* **Text passage**:

::::::::

Seller will have the right for itself or its designee(s) to be present during
any testing or other assessments and retains the right to prohibit Buyer from
conducting any such testing or assessment, which is not reasonable and customary
in a transaction such as the one contemplated hereby.

     (d) If Buyer undertakes an environmental assessment, both the consultant
(if any consultant is employed) and the scope of the proposed assessment,
including testing protocols, must be approved by Seller before the work may
begin, which approval shall not be unreasonably withheld and/or delayed. If
Buyer takes samples from the Assets, Seller may require Buyer to split any
sample so that Seller may retain a sufficient split of such sample for its own
testing or use. Buyer shall promptly furnish to Seller a copy of any assessment
resulting from such inspection, including without limitation any reports,
results, data, analyses, results and conclusions thereof (collectively with any
assessment, "Assessment Information").

::::::::

* **Supplied data**:
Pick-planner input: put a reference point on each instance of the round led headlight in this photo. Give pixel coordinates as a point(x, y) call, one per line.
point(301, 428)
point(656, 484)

::::::::

* **Set of tasks**:
• 1. Revise the contract passage starting with "Seller will have" and going on through "one contemplated hereby.", replacing "designee(s)" with "representative(s)".
• 2. According to the contract passage, who must approve the consultant and the scope of an environmental assessment before the work may begin?
None of the data is needed.

* **Solutions to the problems**:
• 1.
Seller will have the right for itself or its representative(s) to be present during
any testing or other assessments and retains the right to prohibit Buyer from
conducting any such testing or assessment, which is not reasonable and customary
in a transaction such as the one contemplated hereby.

• 2. Seller must approve them.